— Start —
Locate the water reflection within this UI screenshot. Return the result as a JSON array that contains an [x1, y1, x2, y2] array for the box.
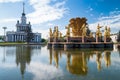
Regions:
[[49, 49, 112, 75], [2, 45, 41, 79]]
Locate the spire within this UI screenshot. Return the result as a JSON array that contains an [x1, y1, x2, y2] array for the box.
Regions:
[[22, 2, 25, 15]]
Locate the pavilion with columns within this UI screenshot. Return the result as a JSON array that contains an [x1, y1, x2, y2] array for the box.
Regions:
[[6, 3, 41, 43]]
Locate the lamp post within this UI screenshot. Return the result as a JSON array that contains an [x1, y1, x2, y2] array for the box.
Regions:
[[3, 27, 7, 41]]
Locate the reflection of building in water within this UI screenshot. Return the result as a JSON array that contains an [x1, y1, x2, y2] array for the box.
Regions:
[[16, 46, 31, 75], [54, 51, 59, 68], [49, 49, 62, 68], [96, 51, 102, 71], [67, 52, 87, 75], [104, 51, 111, 67], [16, 45, 41, 76], [49, 49, 112, 75]]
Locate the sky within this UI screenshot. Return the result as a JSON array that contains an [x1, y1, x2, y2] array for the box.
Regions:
[[0, 0, 120, 38]]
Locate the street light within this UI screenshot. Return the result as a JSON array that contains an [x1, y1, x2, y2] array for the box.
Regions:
[[3, 27, 7, 41]]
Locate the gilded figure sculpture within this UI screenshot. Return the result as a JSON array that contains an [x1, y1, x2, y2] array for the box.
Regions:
[[96, 24, 102, 37], [69, 17, 87, 37], [49, 28, 53, 38]]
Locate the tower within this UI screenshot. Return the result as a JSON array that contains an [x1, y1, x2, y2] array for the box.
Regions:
[[21, 3, 26, 24]]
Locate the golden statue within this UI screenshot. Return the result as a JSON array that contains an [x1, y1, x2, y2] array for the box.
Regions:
[[82, 24, 87, 36], [59, 32, 62, 38], [96, 24, 102, 37], [65, 26, 70, 37], [69, 17, 87, 36], [90, 32, 93, 38], [104, 26, 110, 38], [49, 28, 53, 38], [53, 26, 59, 38]]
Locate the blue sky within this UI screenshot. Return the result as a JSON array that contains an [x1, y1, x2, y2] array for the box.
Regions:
[[0, 0, 120, 37]]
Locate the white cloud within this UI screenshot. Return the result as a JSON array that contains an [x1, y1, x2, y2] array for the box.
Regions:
[[89, 11, 120, 32], [0, 0, 23, 3], [27, 0, 67, 24]]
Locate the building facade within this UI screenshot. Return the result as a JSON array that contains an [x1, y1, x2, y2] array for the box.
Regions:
[[6, 4, 41, 43]]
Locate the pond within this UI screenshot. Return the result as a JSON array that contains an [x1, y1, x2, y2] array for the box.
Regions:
[[0, 45, 120, 80]]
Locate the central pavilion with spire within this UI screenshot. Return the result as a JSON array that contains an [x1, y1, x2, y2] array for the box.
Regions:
[[6, 3, 41, 43]]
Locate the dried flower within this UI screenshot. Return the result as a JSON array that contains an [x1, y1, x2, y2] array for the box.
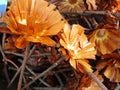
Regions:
[[3, 0, 64, 48], [97, 54, 120, 82], [55, 0, 86, 12], [60, 23, 96, 72], [89, 29, 120, 54]]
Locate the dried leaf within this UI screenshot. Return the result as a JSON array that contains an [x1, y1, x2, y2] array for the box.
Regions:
[[86, 0, 97, 10]]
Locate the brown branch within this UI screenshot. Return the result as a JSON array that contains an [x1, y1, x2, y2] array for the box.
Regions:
[[87, 72, 108, 90], [17, 45, 30, 90], [22, 56, 65, 90]]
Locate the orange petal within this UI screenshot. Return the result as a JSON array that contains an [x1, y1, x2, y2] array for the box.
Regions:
[[15, 36, 29, 49]]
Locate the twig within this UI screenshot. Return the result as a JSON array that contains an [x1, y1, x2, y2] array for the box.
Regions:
[[22, 56, 65, 90], [5, 51, 24, 57], [54, 73, 64, 87], [19, 60, 51, 87], [7, 67, 21, 88], [88, 72, 108, 90], [17, 45, 30, 90]]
— End —
GIVEN TASK: Copy out all of the material above word for word, omitting the pictures.

TASK RESULT:
Locate the water reflection within this UI screenshot. Return the result as a JSON array that contains an [x1, y1, x2, y2] array for the box.
Regions:
[[49, 49, 112, 75], [2, 45, 41, 79]]
Locate the spire within this UI screenshot. Return the result as a JSON array that contains an [x1, y1, x2, y2] array for the box.
Regions:
[[22, 2, 25, 15]]
Locate the pavilion with columns within this UI screenshot. Return the result as a JSON array that contains an [x1, y1, x2, y2] array for the box.
Regions:
[[6, 3, 41, 43]]
Locate the lamp post within this UI screenshot. Return the result as a JSON array that contains an [x1, y1, x2, y2] array for the box.
Regions:
[[3, 27, 7, 41]]
Locate the reflection of building in water within this UI screenshot. Return the result as a JSON array that contains an [x1, y1, x2, y2] array for the box.
Regions:
[[16, 46, 31, 75], [54, 51, 59, 68], [49, 49, 62, 68], [96, 51, 102, 71], [67, 52, 87, 75], [104, 51, 111, 67], [16, 45, 41, 76], [49, 49, 112, 75]]
Locate the sky within this UI screenshot. Return the result as a JSON array that contains an [x1, y1, x2, y2] array for the box.
Regions:
[[0, 0, 120, 38]]
Locate the street light within this UI screenshot. Return the result as a JSON array that contains an [x1, y1, x2, y2] array for the box.
Regions:
[[3, 27, 7, 41]]
Locate the gilded figure sculpture within this UI screenshot. Return the result as a JSON array that contains an [x1, y1, x2, y2] array for the box.
Regions:
[[96, 24, 102, 37], [69, 17, 87, 37], [49, 28, 53, 38]]
Locate the tower within this UI screenshot. Return the result as a JSON array that contains an [x1, y1, x2, y2] array for the box.
Regions:
[[21, 3, 26, 24]]
Locate the golden statue within this UI screenshot. Return the result as a JSON array that contains an [x1, y1, x2, y2] array for the box.
Regions:
[[82, 24, 87, 36], [59, 32, 62, 38], [96, 24, 102, 37], [65, 26, 70, 37], [69, 17, 87, 36], [90, 32, 93, 38], [104, 26, 110, 38], [49, 28, 53, 38], [53, 26, 59, 38]]
Locate the blue sky within this UI screenshot. Return the result as a JSON array that contains an [x1, y1, x2, y2] array for the box.
Regions:
[[0, 0, 120, 37]]
Locate the white cloud within this UI screenshot. Return the result as a JSON array that contains an [x1, y1, x2, y2] array for the box.
Regions:
[[89, 11, 120, 32], [0, 0, 23, 3], [27, 0, 67, 24]]
Locate the building facade within this UI screenshot. Return the result as a JSON array that contains an [x1, y1, x2, y2] array for the box.
Regions:
[[6, 4, 41, 43]]
Locate the pond within this UI screenshot. Return the result as a JSON array that contains an [x1, y1, x2, y2] array for the box.
Regions:
[[0, 45, 120, 80]]
Locate the central pavilion with spire within this UI screenshot. Return the result as a JSON array that contains an [x1, y1, x2, y2] array for the box.
Regions:
[[6, 3, 41, 43]]
Locate the dried flower within this UI screenshot. Return the result as a JSON array that contains an [x1, y1, x2, y2] array for the box.
Regions:
[[3, 0, 64, 48], [97, 54, 120, 82], [55, 0, 86, 12], [60, 23, 96, 72], [89, 29, 120, 54]]
Locate the dried leaf within this UI screenshot. Return the result as a JSON array that contains an [x1, y1, x2, y2] array for the box.
Regions:
[[86, 0, 97, 10]]
Locate the brown branch within this UI screenshot. Return the result as a JSON array that contains an [x1, y1, x2, y2] array for the box.
Regions:
[[87, 72, 108, 90], [17, 45, 30, 90], [22, 56, 65, 90]]
Locate the orange petal within this UI screenshot. Return the result as a JSON array that contains an [x1, y1, x2, y2] array for the box.
Regions:
[[15, 36, 29, 49]]
Locate the twig within this UI screenshot. Return the result as a JSON array that contains an [x1, y1, x2, y2] array for the box.
Regions:
[[22, 56, 65, 90], [5, 51, 24, 57], [54, 73, 64, 87], [19, 60, 51, 87], [7, 67, 21, 88], [88, 72, 108, 90], [17, 45, 30, 90]]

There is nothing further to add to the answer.